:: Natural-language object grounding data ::
****************************************

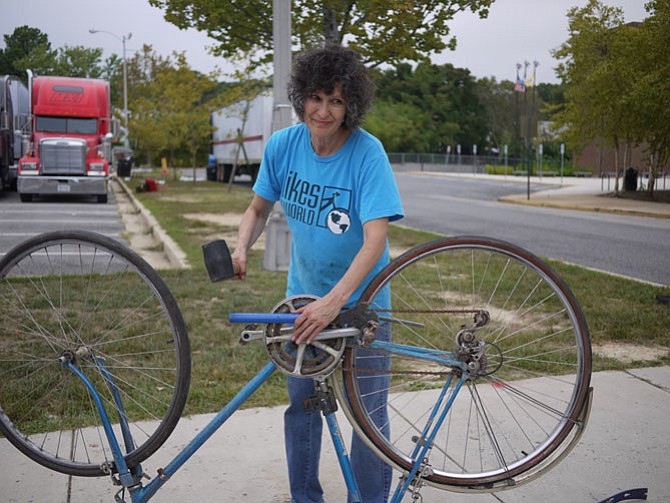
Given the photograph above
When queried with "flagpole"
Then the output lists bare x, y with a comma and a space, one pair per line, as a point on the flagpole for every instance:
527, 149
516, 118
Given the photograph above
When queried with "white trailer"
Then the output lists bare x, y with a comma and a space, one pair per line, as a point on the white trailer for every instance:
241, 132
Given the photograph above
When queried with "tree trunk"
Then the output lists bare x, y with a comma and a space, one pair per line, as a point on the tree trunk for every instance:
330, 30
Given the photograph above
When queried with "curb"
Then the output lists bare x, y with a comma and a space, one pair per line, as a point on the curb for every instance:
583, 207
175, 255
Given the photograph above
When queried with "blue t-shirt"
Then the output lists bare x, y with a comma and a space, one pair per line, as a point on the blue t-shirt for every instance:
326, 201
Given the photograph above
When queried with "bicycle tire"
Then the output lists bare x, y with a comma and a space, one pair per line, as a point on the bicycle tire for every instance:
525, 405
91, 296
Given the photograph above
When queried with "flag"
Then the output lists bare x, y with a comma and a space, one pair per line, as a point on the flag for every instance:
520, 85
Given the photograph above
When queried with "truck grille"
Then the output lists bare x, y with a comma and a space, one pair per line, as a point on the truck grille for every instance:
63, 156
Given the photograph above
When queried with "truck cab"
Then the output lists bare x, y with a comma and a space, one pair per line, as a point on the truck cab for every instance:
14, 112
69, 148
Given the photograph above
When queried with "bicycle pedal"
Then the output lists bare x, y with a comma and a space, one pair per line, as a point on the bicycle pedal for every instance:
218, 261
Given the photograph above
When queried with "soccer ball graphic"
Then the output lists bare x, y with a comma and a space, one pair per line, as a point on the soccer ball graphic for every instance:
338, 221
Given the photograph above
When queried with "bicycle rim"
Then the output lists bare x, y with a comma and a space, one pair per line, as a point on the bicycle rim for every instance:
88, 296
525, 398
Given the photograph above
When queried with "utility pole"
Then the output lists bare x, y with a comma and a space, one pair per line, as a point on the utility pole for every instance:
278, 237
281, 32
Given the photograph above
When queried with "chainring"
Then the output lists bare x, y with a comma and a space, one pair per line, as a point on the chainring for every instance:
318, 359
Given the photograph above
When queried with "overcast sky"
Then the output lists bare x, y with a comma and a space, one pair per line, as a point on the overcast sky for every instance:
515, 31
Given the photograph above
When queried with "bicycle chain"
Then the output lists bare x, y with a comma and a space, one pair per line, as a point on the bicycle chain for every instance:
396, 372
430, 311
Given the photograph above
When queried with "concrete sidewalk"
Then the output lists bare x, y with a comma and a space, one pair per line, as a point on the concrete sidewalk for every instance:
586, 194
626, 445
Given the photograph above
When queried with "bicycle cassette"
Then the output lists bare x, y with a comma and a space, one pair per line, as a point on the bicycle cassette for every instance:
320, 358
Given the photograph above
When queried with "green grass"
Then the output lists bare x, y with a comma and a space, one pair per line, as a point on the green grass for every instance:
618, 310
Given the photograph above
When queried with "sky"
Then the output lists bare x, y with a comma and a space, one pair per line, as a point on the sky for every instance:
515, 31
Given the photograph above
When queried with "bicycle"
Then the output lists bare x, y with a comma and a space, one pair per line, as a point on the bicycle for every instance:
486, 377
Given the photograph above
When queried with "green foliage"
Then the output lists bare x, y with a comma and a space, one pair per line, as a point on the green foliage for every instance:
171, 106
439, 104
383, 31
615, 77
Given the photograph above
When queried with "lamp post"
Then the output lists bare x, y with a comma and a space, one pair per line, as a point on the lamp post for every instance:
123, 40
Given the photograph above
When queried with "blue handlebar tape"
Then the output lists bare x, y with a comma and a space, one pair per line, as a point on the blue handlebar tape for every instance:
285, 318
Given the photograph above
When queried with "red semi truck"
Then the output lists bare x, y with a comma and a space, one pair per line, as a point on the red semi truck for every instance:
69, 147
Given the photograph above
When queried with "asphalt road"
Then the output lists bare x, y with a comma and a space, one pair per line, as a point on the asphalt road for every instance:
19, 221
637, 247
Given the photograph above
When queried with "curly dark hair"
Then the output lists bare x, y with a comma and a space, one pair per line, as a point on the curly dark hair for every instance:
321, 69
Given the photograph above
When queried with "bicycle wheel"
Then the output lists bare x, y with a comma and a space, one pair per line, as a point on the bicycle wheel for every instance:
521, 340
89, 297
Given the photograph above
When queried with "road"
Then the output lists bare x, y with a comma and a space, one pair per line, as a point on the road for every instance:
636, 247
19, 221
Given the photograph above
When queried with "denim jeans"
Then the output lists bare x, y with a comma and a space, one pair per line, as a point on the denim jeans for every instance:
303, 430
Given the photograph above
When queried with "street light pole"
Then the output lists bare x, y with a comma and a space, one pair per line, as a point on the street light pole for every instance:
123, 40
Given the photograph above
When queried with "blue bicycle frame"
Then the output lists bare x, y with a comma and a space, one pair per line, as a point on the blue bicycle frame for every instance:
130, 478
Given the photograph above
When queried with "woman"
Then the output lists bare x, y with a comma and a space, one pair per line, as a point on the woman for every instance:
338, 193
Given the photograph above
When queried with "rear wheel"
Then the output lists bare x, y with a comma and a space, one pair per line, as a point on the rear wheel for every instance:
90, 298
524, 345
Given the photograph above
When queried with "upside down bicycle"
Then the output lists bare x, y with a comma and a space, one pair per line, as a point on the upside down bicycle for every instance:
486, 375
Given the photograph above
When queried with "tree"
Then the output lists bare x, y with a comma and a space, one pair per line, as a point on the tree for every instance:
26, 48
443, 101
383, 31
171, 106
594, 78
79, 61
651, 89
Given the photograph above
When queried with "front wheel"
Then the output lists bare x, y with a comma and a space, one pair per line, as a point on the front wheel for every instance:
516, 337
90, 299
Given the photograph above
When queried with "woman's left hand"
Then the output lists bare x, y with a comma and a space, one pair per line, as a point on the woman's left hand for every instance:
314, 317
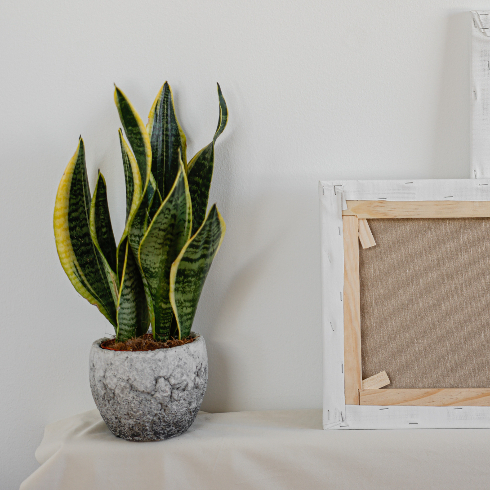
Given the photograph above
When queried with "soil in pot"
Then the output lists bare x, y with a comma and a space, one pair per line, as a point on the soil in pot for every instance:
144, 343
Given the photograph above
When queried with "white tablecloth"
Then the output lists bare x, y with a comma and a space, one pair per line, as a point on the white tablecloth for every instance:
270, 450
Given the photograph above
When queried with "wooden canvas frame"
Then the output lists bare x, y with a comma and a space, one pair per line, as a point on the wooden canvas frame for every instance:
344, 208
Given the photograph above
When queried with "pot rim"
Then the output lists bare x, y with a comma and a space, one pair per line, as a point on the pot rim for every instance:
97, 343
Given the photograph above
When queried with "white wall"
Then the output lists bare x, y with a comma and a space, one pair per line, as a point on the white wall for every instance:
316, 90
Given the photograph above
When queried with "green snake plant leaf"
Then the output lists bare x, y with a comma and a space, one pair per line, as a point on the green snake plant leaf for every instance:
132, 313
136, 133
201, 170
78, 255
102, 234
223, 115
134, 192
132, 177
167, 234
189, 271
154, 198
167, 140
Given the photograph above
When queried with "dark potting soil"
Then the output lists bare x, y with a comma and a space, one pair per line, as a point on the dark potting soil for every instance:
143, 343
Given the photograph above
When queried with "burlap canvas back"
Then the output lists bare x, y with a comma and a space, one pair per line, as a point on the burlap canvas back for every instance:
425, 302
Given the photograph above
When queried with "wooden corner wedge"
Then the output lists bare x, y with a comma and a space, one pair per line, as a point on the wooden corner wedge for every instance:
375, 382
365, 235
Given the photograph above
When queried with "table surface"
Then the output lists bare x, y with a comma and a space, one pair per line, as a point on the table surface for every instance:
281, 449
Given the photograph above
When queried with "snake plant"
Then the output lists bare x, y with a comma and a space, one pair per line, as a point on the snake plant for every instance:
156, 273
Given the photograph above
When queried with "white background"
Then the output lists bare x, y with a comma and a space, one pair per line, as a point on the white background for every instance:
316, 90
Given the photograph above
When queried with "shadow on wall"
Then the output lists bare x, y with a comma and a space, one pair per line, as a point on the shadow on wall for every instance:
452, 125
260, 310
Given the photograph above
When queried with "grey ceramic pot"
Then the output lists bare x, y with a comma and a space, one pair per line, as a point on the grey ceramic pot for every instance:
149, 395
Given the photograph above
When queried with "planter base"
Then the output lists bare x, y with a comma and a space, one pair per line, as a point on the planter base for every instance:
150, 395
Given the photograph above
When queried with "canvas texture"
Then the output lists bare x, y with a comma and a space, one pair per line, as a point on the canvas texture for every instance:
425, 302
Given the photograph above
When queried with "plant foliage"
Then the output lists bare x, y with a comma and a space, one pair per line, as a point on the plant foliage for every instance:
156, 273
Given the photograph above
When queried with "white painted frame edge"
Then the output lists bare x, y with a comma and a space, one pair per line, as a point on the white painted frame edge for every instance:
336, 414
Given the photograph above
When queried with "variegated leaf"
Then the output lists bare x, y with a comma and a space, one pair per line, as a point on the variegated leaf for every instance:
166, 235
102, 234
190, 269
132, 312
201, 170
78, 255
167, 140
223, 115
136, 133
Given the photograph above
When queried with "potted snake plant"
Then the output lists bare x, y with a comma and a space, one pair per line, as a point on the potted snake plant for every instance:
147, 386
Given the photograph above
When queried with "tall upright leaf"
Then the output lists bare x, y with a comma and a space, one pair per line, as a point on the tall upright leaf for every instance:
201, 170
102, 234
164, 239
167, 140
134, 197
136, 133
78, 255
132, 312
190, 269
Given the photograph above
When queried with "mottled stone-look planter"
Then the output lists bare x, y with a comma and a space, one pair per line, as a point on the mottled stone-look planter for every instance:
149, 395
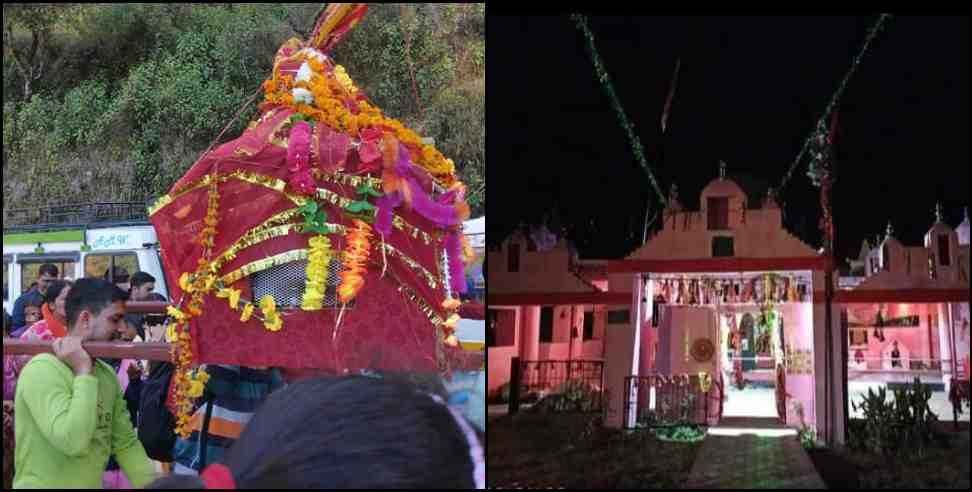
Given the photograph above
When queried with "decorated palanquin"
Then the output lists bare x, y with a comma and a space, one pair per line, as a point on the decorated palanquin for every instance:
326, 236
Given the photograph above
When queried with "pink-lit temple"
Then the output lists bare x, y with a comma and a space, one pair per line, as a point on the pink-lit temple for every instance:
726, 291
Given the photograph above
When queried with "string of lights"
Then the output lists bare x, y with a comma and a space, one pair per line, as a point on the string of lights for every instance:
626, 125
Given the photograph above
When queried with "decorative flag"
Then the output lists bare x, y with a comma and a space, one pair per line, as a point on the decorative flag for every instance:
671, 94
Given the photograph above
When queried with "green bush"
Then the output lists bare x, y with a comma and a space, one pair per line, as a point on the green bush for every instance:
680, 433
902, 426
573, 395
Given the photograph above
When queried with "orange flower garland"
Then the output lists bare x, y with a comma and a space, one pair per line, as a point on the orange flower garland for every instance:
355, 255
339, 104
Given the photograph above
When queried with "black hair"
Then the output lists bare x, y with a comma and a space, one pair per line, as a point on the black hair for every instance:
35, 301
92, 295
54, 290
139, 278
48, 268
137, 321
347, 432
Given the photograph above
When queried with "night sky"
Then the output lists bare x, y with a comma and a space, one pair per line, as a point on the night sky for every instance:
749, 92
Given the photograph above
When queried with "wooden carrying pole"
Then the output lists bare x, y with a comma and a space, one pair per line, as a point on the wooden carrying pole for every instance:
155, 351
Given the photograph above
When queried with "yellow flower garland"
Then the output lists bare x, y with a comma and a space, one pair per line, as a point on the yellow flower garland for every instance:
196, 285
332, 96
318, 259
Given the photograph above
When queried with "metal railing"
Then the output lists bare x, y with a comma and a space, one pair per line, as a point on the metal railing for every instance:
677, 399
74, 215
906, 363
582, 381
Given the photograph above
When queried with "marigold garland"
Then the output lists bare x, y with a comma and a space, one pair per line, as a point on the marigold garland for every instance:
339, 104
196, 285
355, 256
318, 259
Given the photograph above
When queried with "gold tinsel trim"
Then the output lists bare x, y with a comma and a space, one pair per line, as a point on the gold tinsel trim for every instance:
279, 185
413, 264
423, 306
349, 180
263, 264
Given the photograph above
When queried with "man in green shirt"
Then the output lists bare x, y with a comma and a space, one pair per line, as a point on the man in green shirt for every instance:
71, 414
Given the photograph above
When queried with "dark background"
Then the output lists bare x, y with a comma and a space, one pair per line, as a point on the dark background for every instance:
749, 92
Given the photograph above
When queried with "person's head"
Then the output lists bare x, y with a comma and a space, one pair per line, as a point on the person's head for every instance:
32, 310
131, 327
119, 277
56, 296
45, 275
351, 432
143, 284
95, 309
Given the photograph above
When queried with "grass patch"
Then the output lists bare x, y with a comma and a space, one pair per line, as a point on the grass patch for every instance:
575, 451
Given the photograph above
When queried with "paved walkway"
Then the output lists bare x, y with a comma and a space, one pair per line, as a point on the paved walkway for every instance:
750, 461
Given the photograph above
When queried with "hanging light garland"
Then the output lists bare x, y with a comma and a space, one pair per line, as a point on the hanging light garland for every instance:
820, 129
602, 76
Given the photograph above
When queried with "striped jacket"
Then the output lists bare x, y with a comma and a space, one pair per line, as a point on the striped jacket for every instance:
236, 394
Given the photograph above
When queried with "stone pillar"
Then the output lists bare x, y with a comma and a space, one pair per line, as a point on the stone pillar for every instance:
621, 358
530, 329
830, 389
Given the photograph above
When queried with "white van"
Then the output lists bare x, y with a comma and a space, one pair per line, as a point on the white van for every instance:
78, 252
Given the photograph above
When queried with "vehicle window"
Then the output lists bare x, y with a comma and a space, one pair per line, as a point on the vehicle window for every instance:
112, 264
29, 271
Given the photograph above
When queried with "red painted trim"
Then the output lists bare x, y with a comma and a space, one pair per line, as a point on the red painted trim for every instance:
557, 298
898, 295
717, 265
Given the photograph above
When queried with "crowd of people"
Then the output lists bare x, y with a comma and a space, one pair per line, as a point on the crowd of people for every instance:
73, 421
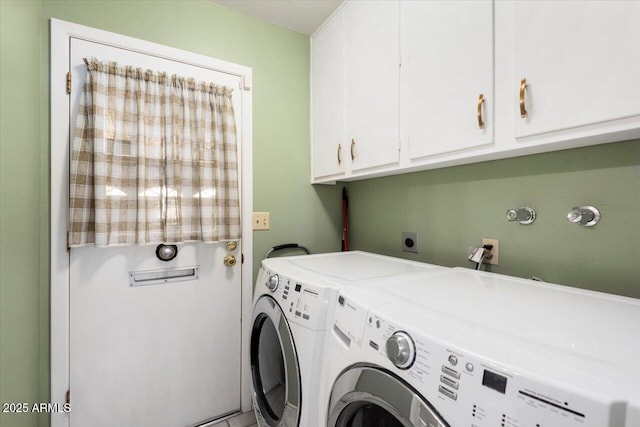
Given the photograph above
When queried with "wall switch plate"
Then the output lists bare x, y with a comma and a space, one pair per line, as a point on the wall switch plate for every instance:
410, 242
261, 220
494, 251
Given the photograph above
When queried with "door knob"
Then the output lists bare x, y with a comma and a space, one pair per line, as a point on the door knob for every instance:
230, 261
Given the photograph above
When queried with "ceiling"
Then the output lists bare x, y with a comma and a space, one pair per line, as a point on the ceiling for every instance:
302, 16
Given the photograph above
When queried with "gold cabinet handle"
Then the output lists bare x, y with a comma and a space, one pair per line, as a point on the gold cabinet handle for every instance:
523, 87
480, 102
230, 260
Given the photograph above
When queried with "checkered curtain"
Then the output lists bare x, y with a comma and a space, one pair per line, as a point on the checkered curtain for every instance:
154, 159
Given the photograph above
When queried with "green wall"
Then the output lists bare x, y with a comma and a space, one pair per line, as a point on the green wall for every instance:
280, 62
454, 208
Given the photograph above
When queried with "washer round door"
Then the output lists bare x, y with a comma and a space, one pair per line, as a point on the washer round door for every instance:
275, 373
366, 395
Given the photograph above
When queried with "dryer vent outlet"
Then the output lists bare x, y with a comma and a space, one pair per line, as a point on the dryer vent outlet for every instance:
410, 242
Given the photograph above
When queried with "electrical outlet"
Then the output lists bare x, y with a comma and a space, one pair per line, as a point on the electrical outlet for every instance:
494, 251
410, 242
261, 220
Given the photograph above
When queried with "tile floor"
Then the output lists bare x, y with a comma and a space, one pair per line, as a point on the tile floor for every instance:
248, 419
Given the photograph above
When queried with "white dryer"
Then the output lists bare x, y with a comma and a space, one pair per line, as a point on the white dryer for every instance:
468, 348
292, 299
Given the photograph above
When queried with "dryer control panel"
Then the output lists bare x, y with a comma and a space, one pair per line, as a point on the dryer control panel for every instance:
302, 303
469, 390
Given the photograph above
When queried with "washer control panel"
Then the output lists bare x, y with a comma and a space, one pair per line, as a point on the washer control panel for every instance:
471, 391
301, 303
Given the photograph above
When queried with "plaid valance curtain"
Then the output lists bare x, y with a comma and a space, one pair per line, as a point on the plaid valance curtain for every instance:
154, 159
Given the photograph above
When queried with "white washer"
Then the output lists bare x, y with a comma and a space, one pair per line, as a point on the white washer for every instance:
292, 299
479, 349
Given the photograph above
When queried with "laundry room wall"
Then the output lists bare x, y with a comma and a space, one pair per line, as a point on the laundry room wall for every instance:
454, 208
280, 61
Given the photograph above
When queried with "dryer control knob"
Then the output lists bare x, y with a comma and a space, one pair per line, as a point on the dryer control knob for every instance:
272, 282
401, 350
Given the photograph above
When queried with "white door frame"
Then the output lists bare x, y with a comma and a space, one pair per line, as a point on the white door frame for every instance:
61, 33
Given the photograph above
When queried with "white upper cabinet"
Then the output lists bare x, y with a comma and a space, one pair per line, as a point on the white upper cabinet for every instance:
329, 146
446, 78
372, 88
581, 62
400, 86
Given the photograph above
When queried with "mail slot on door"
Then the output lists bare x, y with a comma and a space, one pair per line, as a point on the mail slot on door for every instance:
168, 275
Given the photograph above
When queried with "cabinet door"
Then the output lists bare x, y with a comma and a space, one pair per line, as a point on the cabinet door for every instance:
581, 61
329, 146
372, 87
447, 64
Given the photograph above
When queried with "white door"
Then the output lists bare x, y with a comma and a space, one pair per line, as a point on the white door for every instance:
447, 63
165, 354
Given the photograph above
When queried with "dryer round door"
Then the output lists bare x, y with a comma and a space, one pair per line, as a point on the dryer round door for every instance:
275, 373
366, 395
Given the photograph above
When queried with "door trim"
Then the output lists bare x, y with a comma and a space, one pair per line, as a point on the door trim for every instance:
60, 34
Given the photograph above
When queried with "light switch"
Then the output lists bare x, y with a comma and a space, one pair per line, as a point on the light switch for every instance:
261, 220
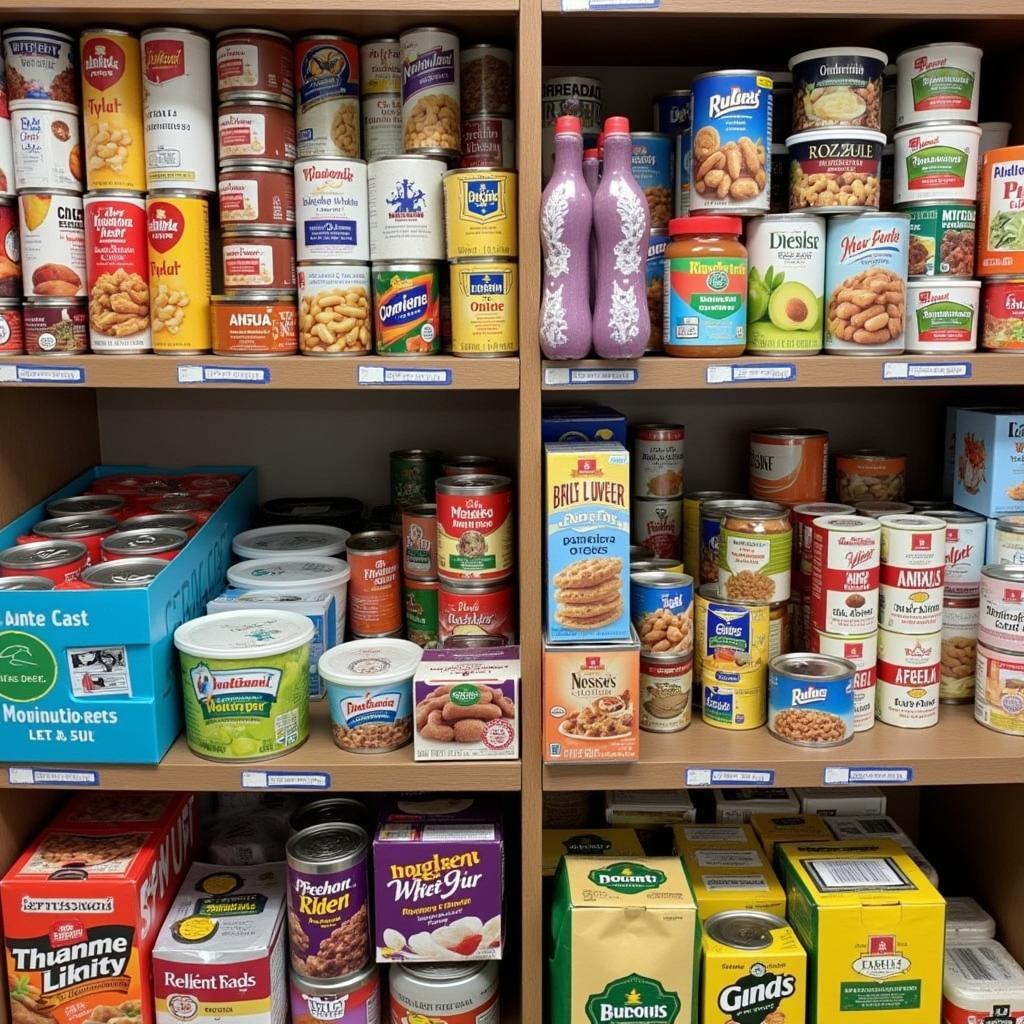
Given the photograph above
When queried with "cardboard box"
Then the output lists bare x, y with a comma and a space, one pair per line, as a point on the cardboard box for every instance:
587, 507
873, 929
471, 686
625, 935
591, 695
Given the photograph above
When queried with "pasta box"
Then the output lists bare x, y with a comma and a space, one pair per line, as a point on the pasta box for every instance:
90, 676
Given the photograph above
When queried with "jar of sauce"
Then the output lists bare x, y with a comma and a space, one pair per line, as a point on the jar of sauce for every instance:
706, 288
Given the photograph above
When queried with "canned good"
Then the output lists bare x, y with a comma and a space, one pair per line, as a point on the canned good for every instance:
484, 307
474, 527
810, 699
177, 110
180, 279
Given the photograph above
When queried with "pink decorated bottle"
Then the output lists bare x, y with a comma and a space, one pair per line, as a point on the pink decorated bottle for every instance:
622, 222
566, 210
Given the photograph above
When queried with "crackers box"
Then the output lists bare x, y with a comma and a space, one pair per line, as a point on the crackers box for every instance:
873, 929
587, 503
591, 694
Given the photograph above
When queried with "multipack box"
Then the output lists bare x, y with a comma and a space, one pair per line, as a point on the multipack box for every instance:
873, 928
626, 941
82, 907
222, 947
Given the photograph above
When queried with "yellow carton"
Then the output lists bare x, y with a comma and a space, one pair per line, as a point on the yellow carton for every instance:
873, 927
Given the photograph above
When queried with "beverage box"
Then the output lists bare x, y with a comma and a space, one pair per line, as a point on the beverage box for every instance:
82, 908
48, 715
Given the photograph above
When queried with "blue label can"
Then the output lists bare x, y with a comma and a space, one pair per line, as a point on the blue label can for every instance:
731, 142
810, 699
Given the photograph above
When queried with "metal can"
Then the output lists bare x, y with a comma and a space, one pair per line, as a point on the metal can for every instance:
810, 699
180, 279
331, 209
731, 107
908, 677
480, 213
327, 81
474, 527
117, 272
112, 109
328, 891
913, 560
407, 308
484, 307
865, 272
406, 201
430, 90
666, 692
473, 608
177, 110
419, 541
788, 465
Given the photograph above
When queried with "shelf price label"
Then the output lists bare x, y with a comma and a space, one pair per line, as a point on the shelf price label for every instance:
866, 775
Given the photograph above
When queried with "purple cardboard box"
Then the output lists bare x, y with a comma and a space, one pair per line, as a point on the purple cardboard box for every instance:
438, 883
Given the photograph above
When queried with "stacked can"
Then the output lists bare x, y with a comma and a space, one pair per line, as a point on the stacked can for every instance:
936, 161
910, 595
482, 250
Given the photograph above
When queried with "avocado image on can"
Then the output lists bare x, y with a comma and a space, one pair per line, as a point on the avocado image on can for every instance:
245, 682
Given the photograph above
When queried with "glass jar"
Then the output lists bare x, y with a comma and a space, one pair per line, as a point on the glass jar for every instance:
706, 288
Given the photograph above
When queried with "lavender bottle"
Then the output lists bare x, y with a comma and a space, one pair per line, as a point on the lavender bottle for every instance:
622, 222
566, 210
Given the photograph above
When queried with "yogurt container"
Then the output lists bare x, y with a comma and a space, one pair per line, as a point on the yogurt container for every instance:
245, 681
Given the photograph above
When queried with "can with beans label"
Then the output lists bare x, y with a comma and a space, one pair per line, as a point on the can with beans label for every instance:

****************************************

:: WHAT THIS TASK INVOLVES ::
Search the entries for the word "beans" and copy every line that has it.

:: ANSWER TO THIS PROBLEM ::
When queried with "can with beans label"
Then the output lists bare x, y with a comma and a space, one pair per line, as a point on the can with beans label for every instance:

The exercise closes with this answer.